TASK DIRECTIONS: Count the lines in the records below that contain the string "trace", with case significant, and give only that number.

DATA FOR THE TASK:
────────────────────────────────────────

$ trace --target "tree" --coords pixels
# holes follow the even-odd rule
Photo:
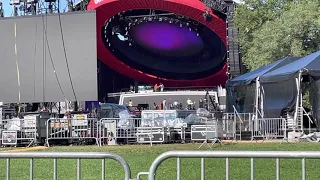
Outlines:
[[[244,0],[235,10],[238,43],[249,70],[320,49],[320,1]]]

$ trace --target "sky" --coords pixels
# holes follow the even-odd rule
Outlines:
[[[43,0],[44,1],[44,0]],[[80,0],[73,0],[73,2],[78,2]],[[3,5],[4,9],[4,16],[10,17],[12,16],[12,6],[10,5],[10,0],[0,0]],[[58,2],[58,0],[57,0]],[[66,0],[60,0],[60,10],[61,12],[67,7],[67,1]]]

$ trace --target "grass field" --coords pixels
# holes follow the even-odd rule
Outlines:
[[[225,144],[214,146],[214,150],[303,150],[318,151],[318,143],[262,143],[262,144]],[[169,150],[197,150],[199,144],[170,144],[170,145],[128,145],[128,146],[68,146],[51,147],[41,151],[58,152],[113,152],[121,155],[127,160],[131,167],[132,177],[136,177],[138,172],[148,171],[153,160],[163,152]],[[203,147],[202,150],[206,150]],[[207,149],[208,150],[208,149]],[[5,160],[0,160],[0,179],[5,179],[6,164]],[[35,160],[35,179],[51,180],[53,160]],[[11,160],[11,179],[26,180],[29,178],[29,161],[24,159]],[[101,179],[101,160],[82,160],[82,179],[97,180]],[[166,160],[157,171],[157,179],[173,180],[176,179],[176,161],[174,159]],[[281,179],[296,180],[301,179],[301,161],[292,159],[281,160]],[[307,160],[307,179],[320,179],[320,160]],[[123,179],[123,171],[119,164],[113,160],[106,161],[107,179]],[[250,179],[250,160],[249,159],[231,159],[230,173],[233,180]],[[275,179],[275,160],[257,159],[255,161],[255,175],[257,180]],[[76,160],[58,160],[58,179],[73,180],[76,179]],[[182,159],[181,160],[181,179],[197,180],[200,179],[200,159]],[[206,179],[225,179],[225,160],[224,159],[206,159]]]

────────────────────────────────────────

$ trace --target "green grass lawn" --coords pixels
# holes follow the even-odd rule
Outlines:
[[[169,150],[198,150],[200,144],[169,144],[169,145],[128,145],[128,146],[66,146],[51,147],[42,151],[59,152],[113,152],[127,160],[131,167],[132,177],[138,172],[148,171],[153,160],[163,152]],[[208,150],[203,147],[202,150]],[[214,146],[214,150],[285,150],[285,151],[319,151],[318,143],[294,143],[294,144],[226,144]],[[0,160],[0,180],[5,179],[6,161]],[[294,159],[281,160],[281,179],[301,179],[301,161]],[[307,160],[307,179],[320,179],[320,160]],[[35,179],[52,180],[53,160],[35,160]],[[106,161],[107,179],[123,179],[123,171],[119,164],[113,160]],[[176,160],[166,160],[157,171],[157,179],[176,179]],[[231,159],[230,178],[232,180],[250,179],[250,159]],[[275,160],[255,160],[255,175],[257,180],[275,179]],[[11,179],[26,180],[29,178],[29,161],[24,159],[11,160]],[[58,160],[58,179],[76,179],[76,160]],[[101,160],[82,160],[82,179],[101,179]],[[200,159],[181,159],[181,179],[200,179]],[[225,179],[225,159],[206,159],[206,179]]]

────────────────────────────────────────

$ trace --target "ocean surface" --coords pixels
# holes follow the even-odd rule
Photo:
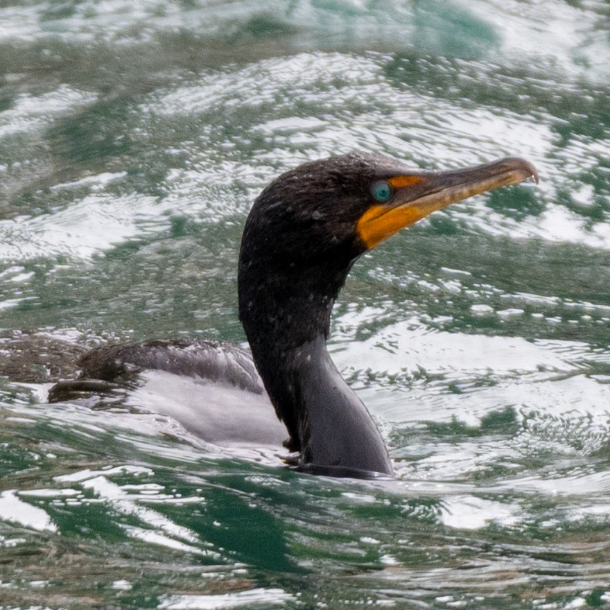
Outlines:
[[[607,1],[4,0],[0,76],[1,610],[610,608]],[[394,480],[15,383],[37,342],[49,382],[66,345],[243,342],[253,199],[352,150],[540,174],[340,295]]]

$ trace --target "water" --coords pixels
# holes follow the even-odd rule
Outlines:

────────────────────────────────────────

EXERCISE RESULT: 6